(Document passage Opens)
Wilhelmina ("Mina") Christina Fundin (12 July 1819 – 28 January 1911) was a Swedish operatic soprano who sang at the Royal Swedish Opera without interruption for 30 years. In the mid-1800s, she was considered to be one of the opera's most talented performers.

==Biography==
Born on 12 July 1819 in Stockholm, Wilhelmina Fundin was the daughter of the precentor of St Clara's Church, Carl Axel Fundin, and Christina Margaretha Wikström. Her mother managed a boarding home for the students of the Royal Dramatic Training Academy in 1837-47.

Her friend and colleague Jenny Lind met when she was fourteen. She called her "Mina Fundin" and they were cared for by the theatre who had adopted them as contracted apprentices.

After entering the Royal Theatre's school in 1833, she was engaged as an actress and opera singer in 1841. When her friend Jenny Lind was touring abroad and after she left Sweden, Fundin took on her
leading roles. She visited Jenny Lind in Germany during Lind's German tour, but despite invitations, she refused to visit her in England because of her fear of sea travel.

As a person, Wilhelmina Fundin was described:
"A warm interest for her art, a diligence worthy of respect, a graceful and pleasing appearance, a lovable personality, and a modest underestimation of her own talent, are the admirable qualities known to be the character of Wilhelmina Fundin."

Among her most appreciated roles were the Queen of the Night in The Magic Flute, Adalgisa in Norma, and Leonora in Alessandro Stradella.

She retired from the stage in 1871.

Wilhelmina Fundin died in Stockholm on 28 January 1911.
(Document passage Closes)
(Information shown Opens)
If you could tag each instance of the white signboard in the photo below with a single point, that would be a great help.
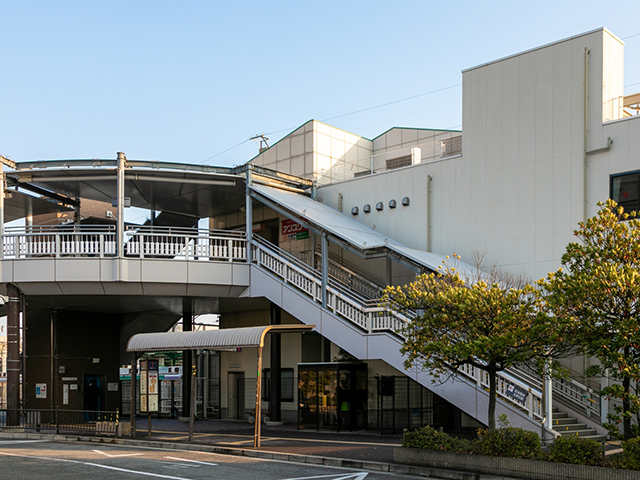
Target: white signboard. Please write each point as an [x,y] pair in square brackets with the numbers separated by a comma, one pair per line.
[153,403]
[153,382]
[41,390]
(Information shown Closes)
■ **Aim of the exercise**:
Reproduce the passage on Wilhelmina Fundin in full, word for word. These entries were taken from a separate source.

■ **Task output**:
Wilhelmina ("Mina") Christina Fundin (12 July 1819 – 28 January 1911) was a Swedish operatic soprano who sang at the Royal Swedish Opera without interruption for 30 years. In the mid-1800s, she was considered to be one of the opera's most talented performers.

==Biography==
Born on 12 July 1819 in Stockholm, Wilhelmina Fundin was the daughter of the precentor of St Clara's Church, Carl Axel Fundin, and Christina Margaretha Wikström. Her mother managed a boarding home for the students of the Royal Dramatic Training Academy in 1837-47.

Her friend and colleague Jenny Lind met when she was fourteen. She called her "Mina Fundin" and they were cared for by the theatre who had adopted them as contracted apprentices.

After entering the Royal Theatre's school in 1833, she was engaged as an actress and opera singer in 1841. When her friend Jenny Lind was touring abroad and after she left Sweden, Fundin took on her
leading roles. She visited Jenny Lind in Germany during Lind's German tour, but despite invitations, she refused to visit her in England because of her fear of sea travel.

As a person, Wilhelmina Fundin was described:
"A warm interest for her art, a diligence worthy of respect, a graceful and pleasing appearance, a lovable personality, and a modest underestimation of her own talent, are the admirable qualities known to be the character of Wilhelmina Fundin."

Among her most appreciated roles were the Queen of the Night in The Magic Flute, Adalgisa in Norma, and Leonora in Alessandro Stradella.

She retired from the stage in 1871.

Wilhelmina Fundin died in Stockholm on 28 January 1911.